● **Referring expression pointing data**
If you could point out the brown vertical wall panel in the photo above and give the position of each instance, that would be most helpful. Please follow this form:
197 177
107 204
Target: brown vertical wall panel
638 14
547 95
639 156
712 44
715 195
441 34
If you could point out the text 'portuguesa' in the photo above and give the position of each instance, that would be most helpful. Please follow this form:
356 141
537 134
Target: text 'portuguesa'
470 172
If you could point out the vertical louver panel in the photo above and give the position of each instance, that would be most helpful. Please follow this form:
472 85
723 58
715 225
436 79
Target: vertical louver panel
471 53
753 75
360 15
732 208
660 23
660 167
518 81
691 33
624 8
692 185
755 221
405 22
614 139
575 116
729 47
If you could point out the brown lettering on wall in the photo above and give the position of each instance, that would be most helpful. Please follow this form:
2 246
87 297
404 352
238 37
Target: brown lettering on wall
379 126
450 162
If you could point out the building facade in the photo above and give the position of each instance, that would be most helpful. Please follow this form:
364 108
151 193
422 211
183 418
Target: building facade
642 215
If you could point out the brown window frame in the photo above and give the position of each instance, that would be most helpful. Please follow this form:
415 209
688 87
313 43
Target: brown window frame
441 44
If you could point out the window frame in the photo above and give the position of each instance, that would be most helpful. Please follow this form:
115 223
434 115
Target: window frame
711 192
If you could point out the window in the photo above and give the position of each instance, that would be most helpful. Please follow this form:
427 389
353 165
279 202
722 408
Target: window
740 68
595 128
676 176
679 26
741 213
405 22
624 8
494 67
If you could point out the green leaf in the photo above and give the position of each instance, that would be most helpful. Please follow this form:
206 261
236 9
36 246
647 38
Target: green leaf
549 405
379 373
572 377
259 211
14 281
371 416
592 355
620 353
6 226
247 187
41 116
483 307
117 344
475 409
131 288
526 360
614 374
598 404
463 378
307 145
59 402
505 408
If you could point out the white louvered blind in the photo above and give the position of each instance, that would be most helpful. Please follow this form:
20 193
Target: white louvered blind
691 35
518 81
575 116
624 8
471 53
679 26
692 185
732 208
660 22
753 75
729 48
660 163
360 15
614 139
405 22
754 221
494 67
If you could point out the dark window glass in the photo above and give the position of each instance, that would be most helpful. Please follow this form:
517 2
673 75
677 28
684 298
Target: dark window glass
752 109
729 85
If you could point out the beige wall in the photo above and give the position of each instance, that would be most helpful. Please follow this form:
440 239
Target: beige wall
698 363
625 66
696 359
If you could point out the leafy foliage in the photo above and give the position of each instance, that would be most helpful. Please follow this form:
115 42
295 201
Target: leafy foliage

● **BRIEF**
Could you return every line from the entries above in which the string "foliage" occurs?

● **EXPECTED ANSWER**
If you could point out the leafy foliage in the photo above and give the position of each instance, that would be most helpful. Please follow this form:
Target: leafy foliage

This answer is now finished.